_Problem statement_
Express the lines of each item below as a JSON list of strings, one string per line, omitting blank lines.

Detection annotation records
################

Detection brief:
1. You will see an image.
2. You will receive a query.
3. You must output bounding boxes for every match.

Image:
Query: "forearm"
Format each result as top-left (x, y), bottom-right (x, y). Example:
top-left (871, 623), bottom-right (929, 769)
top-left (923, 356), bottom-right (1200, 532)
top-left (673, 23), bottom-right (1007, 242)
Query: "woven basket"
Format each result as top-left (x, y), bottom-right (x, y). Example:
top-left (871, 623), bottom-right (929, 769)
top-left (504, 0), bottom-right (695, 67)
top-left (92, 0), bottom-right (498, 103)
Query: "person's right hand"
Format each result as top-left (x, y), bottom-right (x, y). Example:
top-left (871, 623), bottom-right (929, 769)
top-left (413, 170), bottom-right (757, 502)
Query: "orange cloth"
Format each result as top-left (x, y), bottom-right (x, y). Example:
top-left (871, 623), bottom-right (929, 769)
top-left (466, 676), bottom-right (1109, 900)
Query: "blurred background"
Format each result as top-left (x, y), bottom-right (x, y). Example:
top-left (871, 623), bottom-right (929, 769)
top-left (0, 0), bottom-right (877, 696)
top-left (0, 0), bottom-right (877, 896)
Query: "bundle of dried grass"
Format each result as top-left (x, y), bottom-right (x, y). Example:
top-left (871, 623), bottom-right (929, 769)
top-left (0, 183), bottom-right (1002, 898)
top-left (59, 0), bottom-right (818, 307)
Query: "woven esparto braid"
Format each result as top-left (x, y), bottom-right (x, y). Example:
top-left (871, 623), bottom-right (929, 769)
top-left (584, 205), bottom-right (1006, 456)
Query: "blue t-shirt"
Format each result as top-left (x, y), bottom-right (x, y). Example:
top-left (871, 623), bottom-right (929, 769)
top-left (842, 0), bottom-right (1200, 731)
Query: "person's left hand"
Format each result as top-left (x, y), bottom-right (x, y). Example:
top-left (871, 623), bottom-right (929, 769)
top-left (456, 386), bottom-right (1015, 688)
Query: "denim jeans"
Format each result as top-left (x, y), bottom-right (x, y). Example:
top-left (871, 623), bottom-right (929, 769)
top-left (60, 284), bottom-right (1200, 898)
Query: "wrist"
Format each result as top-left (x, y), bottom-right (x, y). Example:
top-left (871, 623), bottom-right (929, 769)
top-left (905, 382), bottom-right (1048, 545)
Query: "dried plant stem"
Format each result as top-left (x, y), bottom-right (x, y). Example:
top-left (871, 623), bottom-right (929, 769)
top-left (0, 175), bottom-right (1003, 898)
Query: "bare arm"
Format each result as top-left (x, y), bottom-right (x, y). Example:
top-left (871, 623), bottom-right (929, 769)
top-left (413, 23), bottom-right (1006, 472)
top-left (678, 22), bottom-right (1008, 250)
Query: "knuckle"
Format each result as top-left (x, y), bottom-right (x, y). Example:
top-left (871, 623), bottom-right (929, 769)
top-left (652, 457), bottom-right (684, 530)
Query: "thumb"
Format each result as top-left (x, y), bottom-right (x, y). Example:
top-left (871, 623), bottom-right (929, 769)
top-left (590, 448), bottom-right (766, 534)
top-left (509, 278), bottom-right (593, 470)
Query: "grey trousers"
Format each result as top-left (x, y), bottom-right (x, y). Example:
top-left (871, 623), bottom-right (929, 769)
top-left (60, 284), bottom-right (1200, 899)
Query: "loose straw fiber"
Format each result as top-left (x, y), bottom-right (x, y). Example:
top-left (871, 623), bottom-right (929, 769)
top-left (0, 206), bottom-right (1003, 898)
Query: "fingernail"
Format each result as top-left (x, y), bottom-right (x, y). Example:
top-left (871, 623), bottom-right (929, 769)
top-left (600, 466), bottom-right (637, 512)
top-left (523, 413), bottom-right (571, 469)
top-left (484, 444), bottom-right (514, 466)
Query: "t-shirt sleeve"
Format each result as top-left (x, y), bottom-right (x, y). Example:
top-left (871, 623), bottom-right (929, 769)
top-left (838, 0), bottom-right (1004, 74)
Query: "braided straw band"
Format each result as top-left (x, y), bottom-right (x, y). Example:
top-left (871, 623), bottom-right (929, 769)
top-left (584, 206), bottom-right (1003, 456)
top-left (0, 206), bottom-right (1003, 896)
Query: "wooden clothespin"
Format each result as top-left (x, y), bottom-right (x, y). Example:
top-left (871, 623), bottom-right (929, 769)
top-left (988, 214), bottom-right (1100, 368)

################

_Task response_
[
  "Detection brief:",
  "1. You will see an image.",
  "2. You will receive a query.",
  "3. You must output bounding boxes for every match.",
  "Image:",
  "Query: \"forearm\"",
  "Format each result as top-left (x, y), bottom-right (x, y). Example:",
  "top-left (871, 623), bottom-right (929, 769)",
  "top-left (923, 356), bottom-right (1200, 532)",
  "top-left (673, 23), bottom-right (1007, 242)",
  "Query: \"woven basket\"",
  "Format each result as top-left (x, y), bottom-right (x, y). Example:",
  "top-left (871, 623), bottom-right (929, 769)",
  "top-left (504, 0), bottom-right (695, 67)",
  "top-left (92, 0), bottom-right (498, 103)",
  "Query: \"person's right hand\"",
  "Format each result as top-left (x, y), bottom-right (x, y). Example:",
  "top-left (871, 623), bottom-right (929, 769)",
  "top-left (413, 170), bottom-right (757, 502)",
  "Query: \"orange cloth\"",
  "Format each result as top-left (x, y), bottom-right (x, y). Example:",
  "top-left (871, 623), bottom-right (929, 769)",
  "top-left (466, 676), bottom-right (1109, 900)",
  "Query: \"blurred background\"",
  "Format each result as top-left (x, y), bottom-right (x, y). Example:",
  "top-left (871, 623), bottom-right (929, 769)",
  "top-left (0, 0), bottom-right (877, 696)",
  "top-left (0, 0), bottom-right (877, 896)",
  "Query: \"bundle of dried grass\"",
  "Format each result as top-left (x, y), bottom-right (x, y). Example:",
  "top-left (871, 623), bottom-right (929, 769)",
  "top-left (0, 183), bottom-right (1002, 898)",
  "top-left (59, 0), bottom-right (818, 307)",
  "Query: \"woven esparto braid\"",
  "Format each result as top-left (x, y), bottom-right (x, y). Example:",
  "top-left (871, 623), bottom-right (929, 769)",
  "top-left (584, 205), bottom-right (1006, 456)",
  "Query: \"blue t-shirt\"",
  "Format each result as top-left (x, y), bottom-right (x, y). Example:",
  "top-left (871, 623), bottom-right (929, 769)",
  "top-left (842, 0), bottom-right (1200, 731)",
  "Query: \"person's left hand\"",
  "Format each result as top-left (x, y), bottom-right (x, y). Example:",
  "top-left (871, 623), bottom-right (929, 769)",
  "top-left (456, 386), bottom-right (1015, 688)",
  "Query: \"denim jeans\"",
  "Format each result as top-left (x, y), bottom-right (x, y). Example:",
  "top-left (871, 623), bottom-right (929, 769)",
  "top-left (60, 284), bottom-right (1200, 898)",
  "Query: \"wrist\"",
  "Format each result as top-left (x, y), bottom-right (x, y). Example:",
  "top-left (871, 623), bottom-right (929, 769)",
  "top-left (905, 382), bottom-right (1048, 545)",
  "Query: \"dried plant stem\"",
  "Format each result as top-left (x, y), bottom-right (x, y). Example:",
  "top-left (871, 623), bottom-right (929, 769)",
  "top-left (0, 175), bottom-right (1003, 898)",
  "Query: \"bare arm\"",
  "Format each result as top-left (x, y), bottom-right (x, y). Example:",
  "top-left (871, 623), bottom-right (929, 769)",
  "top-left (413, 23), bottom-right (1006, 472)",
  "top-left (678, 22), bottom-right (1008, 250)",
  "Query: \"knuckle\"",
  "Format each result as top-left (x, y), bottom-right (x, y). Example:",
  "top-left (871, 623), bottom-right (929, 769)",
  "top-left (652, 457), bottom-right (684, 530)",
  "Query: \"thumb\"",
  "Format each result as top-left (x, y), bottom-right (x, y). Example:",
  "top-left (871, 623), bottom-right (929, 769)",
  "top-left (590, 448), bottom-right (766, 534)",
  "top-left (509, 278), bottom-right (593, 470)",
  "Query: \"grey trousers\"",
  "Format each result as top-left (x, y), bottom-right (x, y). Example:",
  "top-left (871, 623), bottom-right (929, 769)",
  "top-left (60, 284), bottom-right (1200, 899)",
  "Query: \"loose straw fiber\"",
  "Format each result as top-left (x, y), bottom-right (x, y). Example:",
  "top-left (871, 623), bottom-right (929, 769)",
  "top-left (0, 206), bottom-right (1003, 898)",
  "Query: \"fingernail\"",
  "Format each result as top-left (x, y), bottom-right (x, y). Example:",
  "top-left (871, 623), bottom-right (929, 769)",
  "top-left (600, 466), bottom-right (637, 512)",
  "top-left (523, 413), bottom-right (571, 469)",
  "top-left (484, 444), bottom-right (514, 466)",
  "Query: \"t-shirt sleeve\"",
  "Format each result as top-left (x, y), bottom-right (x, y). Example:",
  "top-left (871, 623), bottom-right (929, 769)",
  "top-left (838, 0), bottom-right (1004, 74)",
  "Query: \"braided straw band\"",
  "Format each result as top-left (x, y), bottom-right (x, y). Example:",
  "top-left (871, 623), bottom-right (929, 769)",
  "top-left (584, 206), bottom-right (1003, 456)",
  "top-left (0, 206), bottom-right (1003, 896)",
  "Query: \"wooden clothespin\"",
  "Format each result as top-left (x, y), bottom-right (x, y). Example:",
  "top-left (871, 623), bottom-right (929, 769)",
  "top-left (988, 214), bottom-right (1100, 368)"
]